● **What to do**:
Count how many lines in the entries below contain the word "following", with uppercase and lowercase treated as distinct, and give only that number.

--- begin Data for the task ---

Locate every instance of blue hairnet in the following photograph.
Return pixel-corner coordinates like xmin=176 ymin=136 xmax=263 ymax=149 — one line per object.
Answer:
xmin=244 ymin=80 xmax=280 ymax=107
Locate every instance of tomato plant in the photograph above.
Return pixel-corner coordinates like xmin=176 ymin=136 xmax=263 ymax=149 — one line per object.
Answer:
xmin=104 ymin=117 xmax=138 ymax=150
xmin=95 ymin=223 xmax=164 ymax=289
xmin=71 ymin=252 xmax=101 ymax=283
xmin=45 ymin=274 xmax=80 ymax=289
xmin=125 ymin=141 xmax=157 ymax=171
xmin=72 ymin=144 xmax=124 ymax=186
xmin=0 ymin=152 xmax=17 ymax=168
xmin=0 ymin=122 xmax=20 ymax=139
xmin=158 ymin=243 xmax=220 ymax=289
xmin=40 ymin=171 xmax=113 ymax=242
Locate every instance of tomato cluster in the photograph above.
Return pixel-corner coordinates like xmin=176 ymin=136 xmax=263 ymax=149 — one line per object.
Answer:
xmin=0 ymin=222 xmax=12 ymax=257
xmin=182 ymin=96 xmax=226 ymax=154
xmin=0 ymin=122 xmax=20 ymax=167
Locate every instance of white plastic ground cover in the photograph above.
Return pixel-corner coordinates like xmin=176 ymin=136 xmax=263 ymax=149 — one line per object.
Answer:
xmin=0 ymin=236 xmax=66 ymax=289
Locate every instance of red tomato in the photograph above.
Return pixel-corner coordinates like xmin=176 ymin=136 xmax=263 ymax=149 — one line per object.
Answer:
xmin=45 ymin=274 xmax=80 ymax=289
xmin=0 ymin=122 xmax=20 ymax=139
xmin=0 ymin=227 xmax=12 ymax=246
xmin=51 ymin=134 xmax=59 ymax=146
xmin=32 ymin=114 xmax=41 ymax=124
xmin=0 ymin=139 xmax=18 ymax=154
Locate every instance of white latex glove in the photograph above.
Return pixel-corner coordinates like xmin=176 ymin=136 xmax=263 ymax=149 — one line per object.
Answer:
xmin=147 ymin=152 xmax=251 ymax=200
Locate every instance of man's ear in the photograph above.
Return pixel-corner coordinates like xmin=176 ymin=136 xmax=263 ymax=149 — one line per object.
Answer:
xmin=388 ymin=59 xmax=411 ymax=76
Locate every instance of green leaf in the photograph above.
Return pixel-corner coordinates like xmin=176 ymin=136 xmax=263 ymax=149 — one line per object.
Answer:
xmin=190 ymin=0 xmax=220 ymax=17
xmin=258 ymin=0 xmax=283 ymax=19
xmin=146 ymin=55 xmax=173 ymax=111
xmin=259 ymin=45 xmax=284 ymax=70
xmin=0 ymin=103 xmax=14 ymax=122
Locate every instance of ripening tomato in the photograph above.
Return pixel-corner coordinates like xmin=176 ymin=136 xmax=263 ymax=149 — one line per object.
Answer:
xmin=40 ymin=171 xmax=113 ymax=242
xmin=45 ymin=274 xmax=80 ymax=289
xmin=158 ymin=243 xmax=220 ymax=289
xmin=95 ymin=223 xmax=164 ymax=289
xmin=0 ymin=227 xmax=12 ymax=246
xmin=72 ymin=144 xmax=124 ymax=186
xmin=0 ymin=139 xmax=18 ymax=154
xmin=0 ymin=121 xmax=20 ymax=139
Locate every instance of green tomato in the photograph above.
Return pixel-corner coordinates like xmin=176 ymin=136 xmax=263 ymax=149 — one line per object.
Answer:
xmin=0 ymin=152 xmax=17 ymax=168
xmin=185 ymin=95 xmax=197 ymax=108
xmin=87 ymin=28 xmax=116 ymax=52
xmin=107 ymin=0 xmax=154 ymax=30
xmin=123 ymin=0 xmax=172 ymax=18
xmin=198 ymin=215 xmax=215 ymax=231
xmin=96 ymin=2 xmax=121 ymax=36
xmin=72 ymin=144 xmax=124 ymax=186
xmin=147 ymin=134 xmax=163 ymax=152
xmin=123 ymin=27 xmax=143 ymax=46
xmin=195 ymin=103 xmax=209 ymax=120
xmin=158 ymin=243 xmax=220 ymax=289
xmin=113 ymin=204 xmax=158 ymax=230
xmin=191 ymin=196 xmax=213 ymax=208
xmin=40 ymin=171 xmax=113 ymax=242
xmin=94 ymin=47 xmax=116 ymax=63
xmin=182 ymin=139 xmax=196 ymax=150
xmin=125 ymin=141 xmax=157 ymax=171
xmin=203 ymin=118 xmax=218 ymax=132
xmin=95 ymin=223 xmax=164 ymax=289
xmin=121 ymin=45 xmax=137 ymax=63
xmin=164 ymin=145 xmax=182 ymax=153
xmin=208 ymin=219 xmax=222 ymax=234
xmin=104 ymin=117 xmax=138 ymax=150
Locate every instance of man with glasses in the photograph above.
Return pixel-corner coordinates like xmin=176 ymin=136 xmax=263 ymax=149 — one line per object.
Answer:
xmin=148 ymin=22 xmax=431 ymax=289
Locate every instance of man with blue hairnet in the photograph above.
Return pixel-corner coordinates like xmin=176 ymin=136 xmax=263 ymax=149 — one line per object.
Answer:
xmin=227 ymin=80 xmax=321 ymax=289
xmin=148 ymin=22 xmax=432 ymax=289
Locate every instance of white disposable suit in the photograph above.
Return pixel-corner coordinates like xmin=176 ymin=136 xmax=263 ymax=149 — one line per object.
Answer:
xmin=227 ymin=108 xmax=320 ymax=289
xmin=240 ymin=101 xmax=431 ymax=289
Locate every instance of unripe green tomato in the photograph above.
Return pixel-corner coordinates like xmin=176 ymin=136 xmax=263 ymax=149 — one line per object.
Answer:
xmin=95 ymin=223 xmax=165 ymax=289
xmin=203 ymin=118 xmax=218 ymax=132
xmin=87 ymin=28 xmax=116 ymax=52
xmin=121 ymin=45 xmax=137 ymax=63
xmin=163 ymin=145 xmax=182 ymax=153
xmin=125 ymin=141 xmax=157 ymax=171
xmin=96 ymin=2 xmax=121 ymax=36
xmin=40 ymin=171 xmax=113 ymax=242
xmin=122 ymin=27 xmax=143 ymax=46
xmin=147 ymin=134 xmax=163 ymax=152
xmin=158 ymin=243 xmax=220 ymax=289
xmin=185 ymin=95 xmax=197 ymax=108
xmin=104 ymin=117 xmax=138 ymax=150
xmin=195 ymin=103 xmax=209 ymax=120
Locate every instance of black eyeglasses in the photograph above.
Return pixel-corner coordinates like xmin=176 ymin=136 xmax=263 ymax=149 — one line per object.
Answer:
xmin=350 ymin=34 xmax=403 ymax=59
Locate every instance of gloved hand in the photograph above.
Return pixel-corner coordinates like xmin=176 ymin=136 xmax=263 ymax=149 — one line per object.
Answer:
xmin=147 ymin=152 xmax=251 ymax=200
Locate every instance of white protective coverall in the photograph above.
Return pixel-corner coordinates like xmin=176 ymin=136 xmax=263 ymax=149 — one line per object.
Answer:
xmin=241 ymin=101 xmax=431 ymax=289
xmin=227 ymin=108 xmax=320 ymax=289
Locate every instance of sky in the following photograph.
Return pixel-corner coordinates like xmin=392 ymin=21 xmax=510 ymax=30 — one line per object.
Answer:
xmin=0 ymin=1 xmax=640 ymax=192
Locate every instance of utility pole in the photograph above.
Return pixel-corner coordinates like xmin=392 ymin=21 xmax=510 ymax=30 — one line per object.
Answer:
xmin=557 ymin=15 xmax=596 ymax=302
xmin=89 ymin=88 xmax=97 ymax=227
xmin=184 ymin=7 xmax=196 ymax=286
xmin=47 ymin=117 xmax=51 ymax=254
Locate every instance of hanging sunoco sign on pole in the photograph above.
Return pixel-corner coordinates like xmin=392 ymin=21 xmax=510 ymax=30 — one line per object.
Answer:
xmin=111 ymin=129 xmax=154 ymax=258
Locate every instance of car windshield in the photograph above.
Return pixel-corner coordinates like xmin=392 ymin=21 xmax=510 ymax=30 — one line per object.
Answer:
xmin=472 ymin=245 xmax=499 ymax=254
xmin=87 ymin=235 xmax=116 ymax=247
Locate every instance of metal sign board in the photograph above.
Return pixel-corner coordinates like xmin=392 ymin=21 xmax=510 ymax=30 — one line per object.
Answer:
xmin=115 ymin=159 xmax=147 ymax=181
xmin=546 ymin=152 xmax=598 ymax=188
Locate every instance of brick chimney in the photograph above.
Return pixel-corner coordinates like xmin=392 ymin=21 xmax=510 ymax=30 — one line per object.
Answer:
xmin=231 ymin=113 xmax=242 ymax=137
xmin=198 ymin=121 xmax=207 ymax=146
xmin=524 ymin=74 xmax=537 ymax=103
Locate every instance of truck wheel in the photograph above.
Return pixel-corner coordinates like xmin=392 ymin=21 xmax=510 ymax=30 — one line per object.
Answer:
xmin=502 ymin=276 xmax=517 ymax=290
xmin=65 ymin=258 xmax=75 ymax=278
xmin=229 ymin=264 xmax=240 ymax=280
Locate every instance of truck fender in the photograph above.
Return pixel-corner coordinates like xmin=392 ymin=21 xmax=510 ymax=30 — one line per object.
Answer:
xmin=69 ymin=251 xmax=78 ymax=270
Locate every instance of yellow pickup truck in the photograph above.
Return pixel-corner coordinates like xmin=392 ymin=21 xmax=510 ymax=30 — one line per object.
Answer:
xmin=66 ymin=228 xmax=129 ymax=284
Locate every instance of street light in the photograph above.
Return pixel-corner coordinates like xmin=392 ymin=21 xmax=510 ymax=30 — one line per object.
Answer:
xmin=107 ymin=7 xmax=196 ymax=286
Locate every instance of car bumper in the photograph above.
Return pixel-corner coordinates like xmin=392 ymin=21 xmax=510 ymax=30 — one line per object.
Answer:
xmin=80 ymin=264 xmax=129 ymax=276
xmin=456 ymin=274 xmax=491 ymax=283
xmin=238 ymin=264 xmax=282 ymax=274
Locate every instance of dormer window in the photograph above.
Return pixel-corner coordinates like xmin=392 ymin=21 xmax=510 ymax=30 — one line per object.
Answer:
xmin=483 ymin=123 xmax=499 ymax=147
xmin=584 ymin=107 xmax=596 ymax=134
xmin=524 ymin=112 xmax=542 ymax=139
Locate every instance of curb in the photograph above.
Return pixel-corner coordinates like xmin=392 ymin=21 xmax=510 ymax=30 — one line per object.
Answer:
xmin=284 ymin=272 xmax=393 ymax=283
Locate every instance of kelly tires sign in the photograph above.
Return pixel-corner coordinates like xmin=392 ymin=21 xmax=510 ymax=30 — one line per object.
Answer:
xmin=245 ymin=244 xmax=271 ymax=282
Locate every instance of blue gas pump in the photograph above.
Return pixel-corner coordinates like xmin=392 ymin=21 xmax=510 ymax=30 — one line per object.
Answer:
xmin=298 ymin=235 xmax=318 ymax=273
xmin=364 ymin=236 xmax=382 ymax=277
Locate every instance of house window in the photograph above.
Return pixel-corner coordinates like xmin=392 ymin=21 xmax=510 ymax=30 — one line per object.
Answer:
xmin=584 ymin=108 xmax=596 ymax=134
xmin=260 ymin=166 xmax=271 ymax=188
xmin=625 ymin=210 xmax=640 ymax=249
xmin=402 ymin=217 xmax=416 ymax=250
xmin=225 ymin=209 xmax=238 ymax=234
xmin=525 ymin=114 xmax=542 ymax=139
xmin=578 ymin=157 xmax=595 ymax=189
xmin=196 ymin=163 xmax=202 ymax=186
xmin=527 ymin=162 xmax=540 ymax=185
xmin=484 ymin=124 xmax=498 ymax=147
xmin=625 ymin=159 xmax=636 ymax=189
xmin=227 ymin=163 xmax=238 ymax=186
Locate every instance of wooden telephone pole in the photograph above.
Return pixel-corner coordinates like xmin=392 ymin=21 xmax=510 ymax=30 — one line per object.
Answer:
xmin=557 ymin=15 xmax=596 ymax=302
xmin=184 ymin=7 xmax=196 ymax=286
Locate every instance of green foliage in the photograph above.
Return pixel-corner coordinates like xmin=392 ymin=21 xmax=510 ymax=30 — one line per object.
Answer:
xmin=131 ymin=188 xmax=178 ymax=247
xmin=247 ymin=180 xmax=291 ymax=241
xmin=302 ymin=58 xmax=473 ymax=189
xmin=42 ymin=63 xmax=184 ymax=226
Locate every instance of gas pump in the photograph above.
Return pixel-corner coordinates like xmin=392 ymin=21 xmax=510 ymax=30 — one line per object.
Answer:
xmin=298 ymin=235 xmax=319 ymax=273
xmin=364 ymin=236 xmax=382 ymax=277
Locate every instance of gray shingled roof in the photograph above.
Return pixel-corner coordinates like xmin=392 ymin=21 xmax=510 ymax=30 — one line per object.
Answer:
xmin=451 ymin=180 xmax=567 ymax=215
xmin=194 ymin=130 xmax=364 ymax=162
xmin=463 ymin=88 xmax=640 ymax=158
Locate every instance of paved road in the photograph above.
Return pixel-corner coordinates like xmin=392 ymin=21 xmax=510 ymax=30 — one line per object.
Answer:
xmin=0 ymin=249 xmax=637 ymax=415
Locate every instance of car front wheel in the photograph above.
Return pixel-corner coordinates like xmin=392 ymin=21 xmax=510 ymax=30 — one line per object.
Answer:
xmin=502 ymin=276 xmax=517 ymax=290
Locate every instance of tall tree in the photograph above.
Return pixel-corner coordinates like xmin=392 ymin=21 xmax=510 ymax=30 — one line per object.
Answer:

--- end Data for the task ---

● **Written reply**:
2